▸ **Excerpted data**:

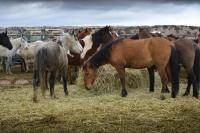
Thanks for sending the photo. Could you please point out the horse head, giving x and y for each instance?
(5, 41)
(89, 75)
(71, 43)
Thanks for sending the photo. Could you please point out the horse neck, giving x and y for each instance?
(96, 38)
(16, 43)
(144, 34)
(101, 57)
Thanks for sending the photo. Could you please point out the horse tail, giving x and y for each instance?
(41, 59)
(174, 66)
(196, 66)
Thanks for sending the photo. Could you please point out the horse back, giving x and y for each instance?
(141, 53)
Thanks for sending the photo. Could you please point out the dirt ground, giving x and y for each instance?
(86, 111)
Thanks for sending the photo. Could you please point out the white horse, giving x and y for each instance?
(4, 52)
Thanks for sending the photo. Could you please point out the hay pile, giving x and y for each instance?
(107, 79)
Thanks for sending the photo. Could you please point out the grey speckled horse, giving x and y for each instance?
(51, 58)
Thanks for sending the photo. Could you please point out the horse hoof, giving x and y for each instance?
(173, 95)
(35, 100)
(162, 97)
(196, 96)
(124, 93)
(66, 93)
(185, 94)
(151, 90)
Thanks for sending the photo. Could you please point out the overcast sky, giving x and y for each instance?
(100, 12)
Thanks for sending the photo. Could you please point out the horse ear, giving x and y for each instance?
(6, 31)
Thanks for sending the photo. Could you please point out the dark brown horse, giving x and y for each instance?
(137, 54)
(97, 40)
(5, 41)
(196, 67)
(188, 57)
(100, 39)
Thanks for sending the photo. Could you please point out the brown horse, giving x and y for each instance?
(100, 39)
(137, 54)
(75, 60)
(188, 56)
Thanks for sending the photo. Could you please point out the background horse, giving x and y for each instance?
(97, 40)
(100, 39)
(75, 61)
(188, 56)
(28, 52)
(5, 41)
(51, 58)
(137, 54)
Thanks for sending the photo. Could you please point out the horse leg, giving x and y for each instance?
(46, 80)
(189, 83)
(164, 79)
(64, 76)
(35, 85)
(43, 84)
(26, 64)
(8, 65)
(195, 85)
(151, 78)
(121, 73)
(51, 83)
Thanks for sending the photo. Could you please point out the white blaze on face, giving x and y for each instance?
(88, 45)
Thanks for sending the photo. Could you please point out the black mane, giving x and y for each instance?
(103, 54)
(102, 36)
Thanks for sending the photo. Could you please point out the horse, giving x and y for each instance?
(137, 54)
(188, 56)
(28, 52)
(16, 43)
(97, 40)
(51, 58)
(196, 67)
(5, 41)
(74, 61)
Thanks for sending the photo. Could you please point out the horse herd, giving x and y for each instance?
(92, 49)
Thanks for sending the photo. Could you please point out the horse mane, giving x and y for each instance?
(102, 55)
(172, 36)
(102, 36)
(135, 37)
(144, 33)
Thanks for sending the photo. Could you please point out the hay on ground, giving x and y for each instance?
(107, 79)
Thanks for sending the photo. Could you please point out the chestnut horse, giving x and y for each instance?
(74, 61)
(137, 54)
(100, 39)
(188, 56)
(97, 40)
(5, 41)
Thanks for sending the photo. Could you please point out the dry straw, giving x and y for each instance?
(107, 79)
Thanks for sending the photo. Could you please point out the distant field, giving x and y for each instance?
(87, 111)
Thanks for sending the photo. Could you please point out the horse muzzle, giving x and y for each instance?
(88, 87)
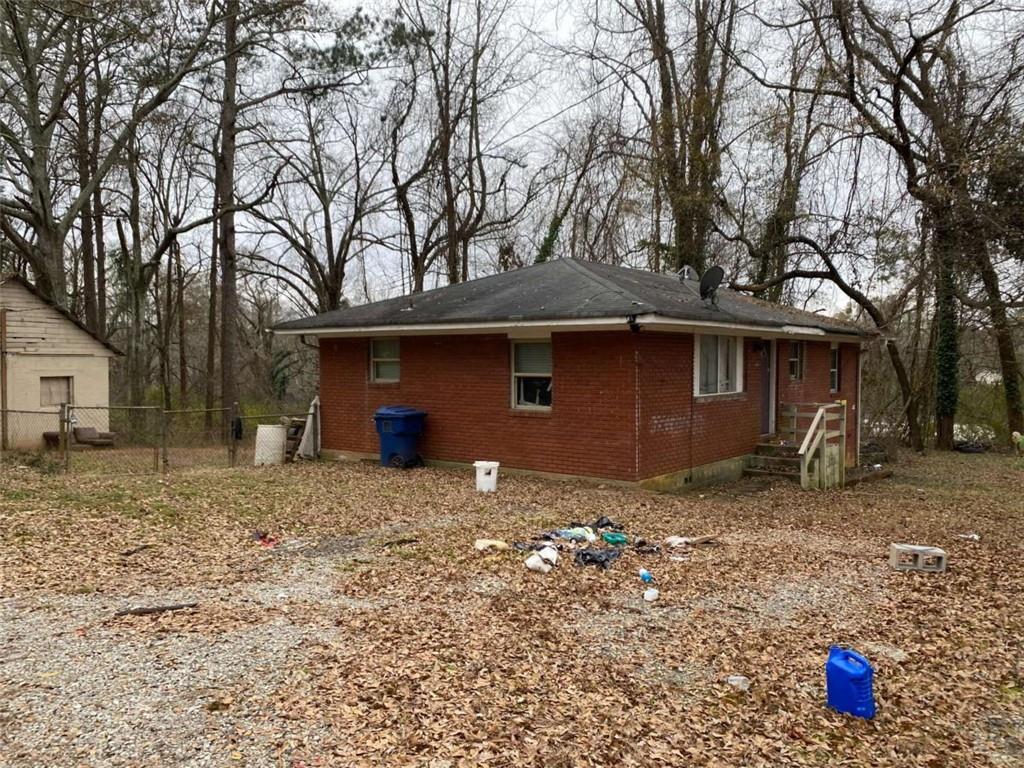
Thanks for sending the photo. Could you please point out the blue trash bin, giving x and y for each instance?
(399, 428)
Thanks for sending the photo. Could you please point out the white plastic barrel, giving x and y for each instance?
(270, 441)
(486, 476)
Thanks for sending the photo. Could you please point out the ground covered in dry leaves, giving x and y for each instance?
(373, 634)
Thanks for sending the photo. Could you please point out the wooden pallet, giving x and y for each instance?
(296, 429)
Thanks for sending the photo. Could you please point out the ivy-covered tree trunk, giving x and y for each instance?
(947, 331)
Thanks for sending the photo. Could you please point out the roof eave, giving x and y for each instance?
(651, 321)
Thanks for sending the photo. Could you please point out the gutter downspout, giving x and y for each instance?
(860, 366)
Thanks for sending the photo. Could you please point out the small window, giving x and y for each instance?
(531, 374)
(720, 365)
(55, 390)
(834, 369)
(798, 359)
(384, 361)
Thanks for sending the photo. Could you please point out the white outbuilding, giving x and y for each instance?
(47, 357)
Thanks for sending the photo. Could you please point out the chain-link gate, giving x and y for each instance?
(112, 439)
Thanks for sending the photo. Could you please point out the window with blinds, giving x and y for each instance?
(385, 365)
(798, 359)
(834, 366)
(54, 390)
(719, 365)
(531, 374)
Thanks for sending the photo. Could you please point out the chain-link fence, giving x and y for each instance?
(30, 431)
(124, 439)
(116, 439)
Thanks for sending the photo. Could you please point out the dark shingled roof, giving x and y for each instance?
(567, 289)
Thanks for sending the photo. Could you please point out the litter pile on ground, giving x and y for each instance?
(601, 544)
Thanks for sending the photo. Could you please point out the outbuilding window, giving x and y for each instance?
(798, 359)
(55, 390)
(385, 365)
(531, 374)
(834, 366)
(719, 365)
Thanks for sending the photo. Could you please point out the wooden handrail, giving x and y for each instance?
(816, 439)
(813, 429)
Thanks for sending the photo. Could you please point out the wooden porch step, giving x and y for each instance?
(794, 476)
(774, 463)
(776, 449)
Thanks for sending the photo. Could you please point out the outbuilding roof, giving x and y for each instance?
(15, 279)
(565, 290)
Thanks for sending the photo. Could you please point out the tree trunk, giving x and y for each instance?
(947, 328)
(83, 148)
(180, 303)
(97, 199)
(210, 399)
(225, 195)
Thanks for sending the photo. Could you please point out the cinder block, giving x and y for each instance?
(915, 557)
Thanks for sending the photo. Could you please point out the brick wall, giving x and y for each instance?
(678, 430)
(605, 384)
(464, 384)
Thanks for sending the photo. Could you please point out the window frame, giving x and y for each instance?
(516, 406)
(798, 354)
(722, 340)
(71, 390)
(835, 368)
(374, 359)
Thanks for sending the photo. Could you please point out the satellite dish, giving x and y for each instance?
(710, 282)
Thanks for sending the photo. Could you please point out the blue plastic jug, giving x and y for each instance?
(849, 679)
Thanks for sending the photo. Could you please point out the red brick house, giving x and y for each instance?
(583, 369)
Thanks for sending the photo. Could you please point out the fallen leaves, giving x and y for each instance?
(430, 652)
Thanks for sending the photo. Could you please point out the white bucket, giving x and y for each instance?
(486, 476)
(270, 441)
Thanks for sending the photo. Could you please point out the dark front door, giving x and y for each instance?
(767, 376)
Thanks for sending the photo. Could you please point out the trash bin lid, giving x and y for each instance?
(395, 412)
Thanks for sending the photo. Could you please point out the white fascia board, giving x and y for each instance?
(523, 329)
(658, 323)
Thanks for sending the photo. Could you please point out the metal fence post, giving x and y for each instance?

▸ **Try it**:
In your copy, restate the data above word for word but leave out any picture.

▸ **Solution to this problem**:
Thanks for sending the photo. Could you please point out the horse head, giving x and y for each instance?
(5, 41)
(89, 75)
(71, 43)
Thanks for sending the photo. Could you please point out the horse neck, giving x and y for each instance?
(96, 38)
(16, 43)
(144, 34)
(101, 57)
Thanks for sending the photo. Could you please point out the horse tail, giving x and y for each instance?
(41, 59)
(174, 66)
(196, 66)
Thanks for sending the photo. Could you please point out the horse back, giving x and y for each instance?
(141, 53)
Thanks for sending the photo. Could you please point out the dirt ground, giving x and y for each instance?
(86, 111)
Thanks for sending the photo. Could you please point out the white horse, giving x and y for each instance?
(4, 52)
Thanks for sending the photo. Could you please point out the hay pile, giving x and y for each instance?
(107, 79)
Thanks for sending the photo. Could you please point out the grey speckled horse, giving x and y for each instance?
(51, 58)
Thanks for sending the photo. Could you please point out the horse hoof, giving x and y for each instance?
(173, 95)
(35, 100)
(162, 97)
(196, 96)
(124, 93)
(66, 93)
(185, 94)
(151, 90)
Thanks for sending the photo. Could you please point out the overcast sky, giving x and y for each instance?
(100, 12)
Thanks for sending the photo. Could you please point out the horse ear, giving x and y for each instance?
(6, 31)
Thanks for sending the photo. Could you please point out the dark brown horse, giving x and y for each instance?
(137, 54)
(97, 40)
(5, 41)
(196, 67)
(188, 57)
(100, 39)
Thanks for sending the photo. Could you please point out the brown horse, giving x and y for each instance?
(100, 39)
(137, 54)
(75, 60)
(188, 56)
Thanks for sending the photo. Could you please point out the background horse, giving x and y for each instance?
(97, 40)
(100, 39)
(75, 61)
(188, 56)
(28, 52)
(5, 41)
(51, 58)
(137, 54)
Thanks for sending the photo. Could you please point out the horse leg, giving x and y for each instance?
(46, 80)
(189, 83)
(164, 79)
(64, 76)
(35, 85)
(43, 84)
(26, 64)
(8, 65)
(195, 85)
(151, 78)
(121, 73)
(51, 83)
Thanks for sending the photo. Could you please point out the white blaze on face, giving x and y for each instance?
(88, 45)
Thanks for sending the photo. Could you please point out the black mane, giving x and y for each instance?
(103, 54)
(102, 36)
Thanks for sending the photo. Could you please point out the horse, giving x and y for each instance?
(137, 54)
(188, 56)
(28, 52)
(16, 43)
(97, 40)
(51, 58)
(196, 67)
(5, 41)
(74, 61)
Thanks for sending the photo. Could you please point out the horse herd, giving x and y for each instance?
(92, 49)
Thanks for sending the photo. Could you please point out the horse mane, giving x and y for each instance?
(102, 55)
(172, 36)
(102, 36)
(135, 37)
(144, 33)
Thanks for sending the photo. Could you please point out the hay on ground, giving x and y for each instance?
(107, 79)
Thanks for sending the photo. Could you please point out the chestnut horse, giving x and y for each instance?
(74, 61)
(137, 54)
(100, 39)
(188, 56)
(97, 40)
(5, 41)
Thanks for sending the photo. Could you please point out the dry straw, giving x and y for each instance?
(107, 79)
Thanks for sending the photo. Could you please point out the distant field, giving x and y for each instance?
(87, 111)
Thanks for sending the photo. Could you please point out the horse muzzle, giving x and y for each instance?
(88, 87)
Thanks for sending the photo. Could you please point out the blue trash bin, giving x and y for each instance?
(399, 428)
Thanks for sending the photo. Could you please point out the white plastic barrel, giving x and y for each instance?
(270, 441)
(486, 476)
Thanks for sending the photo. Could you please point out the ground covered in dry leaves, giving x and y for each instance?
(373, 634)
Thanks for sending the photo. Could you please point out the wooden pallet, giving x and y for each instance?
(296, 429)
Thanks for sending the photo. Could you please point out the ivy-covered tree trunk, giving x and y for each instance?
(947, 331)
Thanks for sending the photo. Could you please point out the roof eave, giving x and y for each instance?
(651, 321)
Thanks for sending the photo. Could you please point out the gutter downspout, giving x and y for each instance?
(860, 366)
Thanks for sending the photo. Could you please point out the small window, giving x and y for each instance?
(531, 374)
(720, 365)
(55, 390)
(834, 369)
(798, 359)
(384, 361)
Thanks for sending the photo. Could you please point out the white outbuilding, giving x and y for each instance?
(47, 357)
Thanks for sending the photo. Could you please point out the chain-link gate, giving x and y for each instance?
(112, 439)
Thanks for sending the photo. Could you please point out the window with blinds, giving x and y for each instance?
(385, 365)
(798, 359)
(834, 366)
(54, 390)
(719, 365)
(531, 374)
Thanks for sending the photo. Could you please point out the chain-link fence, giving x and y for each instance?
(30, 431)
(124, 439)
(116, 439)
Thanks for sending the photo. Could you please point out the dark shingled roof, giving x and y for each instance?
(567, 289)
Thanks for sending the photo. Could you please point out the litter pile on ground, giving x and y for each instance?
(601, 544)
Thanks for sending the photo. Could you please point out the outbuilding window, giving x and y for each instance?
(798, 359)
(55, 390)
(385, 365)
(531, 374)
(834, 366)
(719, 365)
Thanks for sending the photo. Could you please point out the wooden handrail, giving x and y for each instance?
(816, 439)
(813, 429)
Thanks for sending the photo. Could you please point out the wooden porch step, giving x and y for each instance?
(794, 476)
(774, 463)
(776, 449)
Thanks for sending the photo. Could you please point out the outbuilding roof, giving x and y for each instance?
(15, 279)
(565, 290)
Thanks for sending the photo. Could you please point out the tree trunk, giving x and y for each instance?
(947, 328)
(83, 148)
(180, 303)
(97, 199)
(210, 399)
(225, 195)
Thanks for sending the photo. Could you please point out the cinder block, giving x and y for each instance?
(915, 557)
Thanks for sending the photo. Could you please point out the brick wall, giving x and y for each instance?
(678, 430)
(605, 384)
(464, 384)
Thanks for sending the photo. Could you please point out the window frame, giving x and y for each instance?
(516, 406)
(798, 354)
(722, 340)
(71, 390)
(835, 368)
(374, 359)
Thanks for sending the photo. Could you please point out the satellite dish, giving x and y for each instance?
(710, 282)
Thanks for sending the photo. Could you please point out the blue plastic jug, giving x and y for each instance?
(849, 679)
Thanks for sending the photo. Could you please point out the red brick house, giving x and y for each instance?
(583, 369)
Thanks for sending the photo. Could you please point out the fallen leaves, giving x and y for each instance?
(430, 652)
Thanks for sending the photo. Could you please point out the white bucket, giving x and y for each instance?
(486, 476)
(270, 441)
Thanks for sending the photo. Could you please point out the dark front door, giving x and y for each instance?
(767, 376)
Thanks for sending the photo. Could you please point out the trash bin lid, giving x and y for each instance?
(395, 412)
Thanks for sending the photo. Could you please point out the white fascia board, giving x and y for each instance?
(523, 329)
(658, 323)
Thanks for sending the photo. Could you please point out the metal fence post, giving x and y for each instance?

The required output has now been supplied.